# PROBLEM DESCRIPTION:
Write out the whole listing below exactly, skipping each picture.

....

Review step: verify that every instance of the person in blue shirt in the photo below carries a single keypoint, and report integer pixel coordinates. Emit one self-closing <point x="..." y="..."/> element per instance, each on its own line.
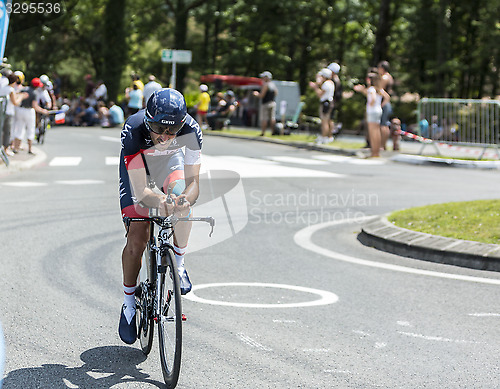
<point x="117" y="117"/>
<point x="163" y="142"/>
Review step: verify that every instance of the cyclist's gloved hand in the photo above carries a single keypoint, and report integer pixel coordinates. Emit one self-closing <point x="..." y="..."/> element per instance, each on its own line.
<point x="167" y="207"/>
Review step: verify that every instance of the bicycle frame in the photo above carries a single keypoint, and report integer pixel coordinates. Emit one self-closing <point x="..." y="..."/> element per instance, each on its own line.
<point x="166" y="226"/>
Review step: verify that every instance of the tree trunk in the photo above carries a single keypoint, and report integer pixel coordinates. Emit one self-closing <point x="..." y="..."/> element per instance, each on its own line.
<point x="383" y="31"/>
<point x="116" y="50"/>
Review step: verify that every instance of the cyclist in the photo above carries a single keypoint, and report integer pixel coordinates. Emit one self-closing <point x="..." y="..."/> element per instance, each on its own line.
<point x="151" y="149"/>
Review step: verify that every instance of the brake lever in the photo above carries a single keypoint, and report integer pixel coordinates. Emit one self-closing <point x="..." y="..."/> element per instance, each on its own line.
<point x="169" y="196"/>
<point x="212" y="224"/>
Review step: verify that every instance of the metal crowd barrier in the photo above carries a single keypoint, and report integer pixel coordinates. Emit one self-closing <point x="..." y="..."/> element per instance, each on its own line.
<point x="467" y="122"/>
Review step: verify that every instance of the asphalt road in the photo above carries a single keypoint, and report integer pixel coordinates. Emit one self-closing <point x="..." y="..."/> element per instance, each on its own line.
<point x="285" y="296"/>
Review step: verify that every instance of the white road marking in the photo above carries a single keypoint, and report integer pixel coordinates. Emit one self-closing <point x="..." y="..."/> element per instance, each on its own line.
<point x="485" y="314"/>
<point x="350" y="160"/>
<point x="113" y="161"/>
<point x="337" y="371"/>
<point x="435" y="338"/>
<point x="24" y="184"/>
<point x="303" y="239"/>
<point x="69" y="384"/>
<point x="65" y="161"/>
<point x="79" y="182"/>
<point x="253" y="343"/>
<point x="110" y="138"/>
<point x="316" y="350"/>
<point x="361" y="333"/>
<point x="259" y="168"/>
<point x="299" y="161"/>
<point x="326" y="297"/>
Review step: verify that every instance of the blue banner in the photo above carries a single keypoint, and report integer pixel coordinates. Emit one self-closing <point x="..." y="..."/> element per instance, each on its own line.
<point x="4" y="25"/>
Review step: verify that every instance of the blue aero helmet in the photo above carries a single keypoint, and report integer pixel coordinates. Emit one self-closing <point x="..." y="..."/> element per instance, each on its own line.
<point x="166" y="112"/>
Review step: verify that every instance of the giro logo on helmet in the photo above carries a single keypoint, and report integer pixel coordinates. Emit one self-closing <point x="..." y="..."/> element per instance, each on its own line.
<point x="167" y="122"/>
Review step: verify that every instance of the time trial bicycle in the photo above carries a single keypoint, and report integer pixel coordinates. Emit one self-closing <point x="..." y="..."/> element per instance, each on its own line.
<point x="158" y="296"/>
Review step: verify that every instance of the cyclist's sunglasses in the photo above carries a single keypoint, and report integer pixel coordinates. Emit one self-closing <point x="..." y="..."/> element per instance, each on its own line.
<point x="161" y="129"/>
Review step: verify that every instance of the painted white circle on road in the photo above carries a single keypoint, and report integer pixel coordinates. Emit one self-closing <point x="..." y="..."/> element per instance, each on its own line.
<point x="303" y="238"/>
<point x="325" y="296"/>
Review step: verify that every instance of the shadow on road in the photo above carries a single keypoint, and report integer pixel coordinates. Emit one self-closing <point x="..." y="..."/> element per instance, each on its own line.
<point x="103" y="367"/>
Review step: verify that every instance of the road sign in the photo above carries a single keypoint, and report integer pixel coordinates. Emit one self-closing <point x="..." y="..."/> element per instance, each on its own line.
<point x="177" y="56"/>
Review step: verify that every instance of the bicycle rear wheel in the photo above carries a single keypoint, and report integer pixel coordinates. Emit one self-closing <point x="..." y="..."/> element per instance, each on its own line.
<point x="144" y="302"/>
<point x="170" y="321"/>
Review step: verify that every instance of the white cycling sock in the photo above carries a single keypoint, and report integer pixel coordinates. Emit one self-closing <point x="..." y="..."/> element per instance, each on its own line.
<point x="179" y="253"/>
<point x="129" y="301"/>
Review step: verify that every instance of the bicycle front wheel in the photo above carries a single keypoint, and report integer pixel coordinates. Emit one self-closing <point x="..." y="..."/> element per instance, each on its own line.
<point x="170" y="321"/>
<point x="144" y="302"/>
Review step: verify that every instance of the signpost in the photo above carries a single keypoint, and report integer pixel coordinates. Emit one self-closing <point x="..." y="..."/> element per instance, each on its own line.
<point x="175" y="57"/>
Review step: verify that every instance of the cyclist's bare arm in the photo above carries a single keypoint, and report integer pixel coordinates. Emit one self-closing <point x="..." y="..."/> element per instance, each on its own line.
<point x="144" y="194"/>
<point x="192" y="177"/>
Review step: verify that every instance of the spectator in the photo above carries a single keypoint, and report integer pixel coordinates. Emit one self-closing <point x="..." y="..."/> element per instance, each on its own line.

....

# SOLVED PROBLEM:
Review step: verify that every instance of the person in blue shirt in the photo below carries a single keypoint, and report integer pixel coordinates. Emit one self-closing <point x="..." y="..."/> element per instance, each on its own line.
<point x="117" y="117"/>
<point x="163" y="142"/>
Review step: verify that every instance of the cyclist's gloved hand in the photo above carries a single keypoint, and report integer pixel coordinates. Emit one self-closing <point x="..." y="..."/> element per instance, each on its own line.
<point x="167" y="207"/>
Review step: verify that every instance of the bicycle frame in the photo above carries a single keypoint, and report integer pixel coordinates. Emit one self-closing <point x="..." y="..."/> element per instance, each on its own line.
<point x="166" y="226"/>
Review step: verify that every instance of the tree trunk in the photo above carries a single keypoint, and report integer pixel coordinates. Emit one self-closing <point x="..." y="..."/> element per instance, each on its own line.
<point x="383" y="31"/>
<point x="116" y="50"/>
Review step: verify that every instance of the cyclist in the photo above carries a single keypoint, and report integer pixel coordinates. Emit one self-closing <point x="..." y="..."/> element per instance, each on its own line.
<point x="151" y="149"/>
Review step: verify that every instance of the brake lever in the photo above carries a single keypoint, and report integer pixel coordinates. Emit one self-closing <point x="..." y="..."/> element per instance, each on its own line.
<point x="169" y="196"/>
<point x="212" y="224"/>
Review step: verify that every instance of the metal crowd barrier in the photo above carries a single keypoint, and report integer pixel coordinates. Emit one self-closing <point x="..." y="..."/> element per instance, each on its own line.
<point x="467" y="122"/>
Review step: verify that every instance of the asphalt road in the photo above carries a single keypoint, and report integer pixel coordinates. Emit one self-closing <point x="..." y="..."/> element per instance, each on its own line.
<point x="285" y="296"/>
Review step: verify that every instance of the white road marking in the photo above carries a single keypoint, and report integer pixel coordinates. Emit one self-closing <point x="..." y="..."/> element per instance, each on its own line.
<point x="485" y="314"/>
<point x="350" y="160"/>
<point x="113" y="161"/>
<point x="337" y="371"/>
<point x="435" y="338"/>
<point x="24" y="184"/>
<point x="303" y="239"/>
<point x="69" y="384"/>
<point x="65" y="161"/>
<point x="79" y="182"/>
<point x="253" y="343"/>
<point x="110" y="138"/>
<point x="316" y="350"/>
<point x="361" y="333"/>
<point x="259" y="168"/>
<point x="299" y="161"/>
<point x="326" y="297"/>
Review step: verify that every instance of the blue banner in the photo above carries a single keypoint, and report integer pixel coordinates. Emit one self-closing <point x="..." y="..."/> element per instance, each on its own line.
<point x="4" y="25"/>
Review step: verify that every instance of the blue aero helmet in the photo above carries a single keypoint, and report integer pixel coordinates. Emit one self-closing <point x="..." y="..."/> element per instance, each on its own line.
<point x="166" y="112"/>
Review step: verify that every instance of the giro logo on helmet in the photo above carries a single keypoint, and report integer pixel coordinates. Emit one self-closing <point x="..." y="..."/> element per instance, each on its own line.
<point x="167" y="122"/>
Review step: verify that every instance of the time trial bicycle in the photo above carries a single keypoint, and report integer pixel coordinates. Emit one self-closing <point x="..." y="..."/> element per instance, each on its own line.
<point x="158" y="296"/>
Review step: verify that every instance of the cyclist's sunglasses in the photo above carries a single keypoint, and report integer pixel coordinates. Emit one self-closing <point x="..." y="..."/> element per instance, each on its own line.
<point x="161" y="129"/>
Review step: verify that every instance of the painted white circle on road in the photo above carries a single keypoint, and report integer pixel coordinates. Emit one self-closing <point x="..." y="..."/> element per instance, each on its own line.
<point x="303" y="238"/>
<point x="325" y="296"/>
Review step: verify that every instance of the shadow on road in the photo above carries a single keypoint, and report integer pixel coordinates. Emit one self-closing <point x="..." y="..."/> element per instance, each on its own line.
<point x="103" y="367"/>
Review step: verify that every instance of the road sign in the photo above carries a single keypoint, and report integer pixel coordinates. Emit one self-closing <point x="..." y="..."/> element per instance, each on its own line.
<point x="177" y="56"/>
Review step: verify that every instance of the bicycle rear wheel in the photo above carries a single keypoint, and report integer pixel coordinates. Emit one self-closing <point x="..." y="..."/> element per instance, each on its own line.
<point x="144" y="302"/>
<point x="170" y="321"/>
Review step: verify that every instance of the white cycling sock in the photo above carries a single keypoint, and report integer pixel coordinates. Emit one self-closing <point x="..." y="..."/> element per instance, each on its own line.
<point x="179" y="253"/>
<point x="129" y="301"/>
Review step: verify that every instance of the bicycle front wheel in the photo above carries a single keypoint, and report integer pixel coordinates. Emit one self-closing <point x="..." y="..."/> element per instance, each on its own line.
<point x="170" y="321"/>
<point x="144" y="302"/>
Review step: verify that every instance of the signpost in the photo above carries a single keypoint, and report integer pixel coordinates. Emit one self-closing <point x="..." y="..."/> element per instance, each on its own line.
<point x="175" y="57"/>
Review step: verify that every instance of the cyclist's bare arm in the photo above carries a single keypoint, and report integer pixel coordinates. Emit one self-closing <point x="..." y="..."/> element per instance, each on its own line.
<point x="144" y="194"/>
<point x="192" y="177"/>
Review step: verify that every instance of the spectator in the photo above carries a single keypoint, and report integer pixel coordinates. Emit one self-closing <point x="..." y="..."/> element per instance, each on its own line.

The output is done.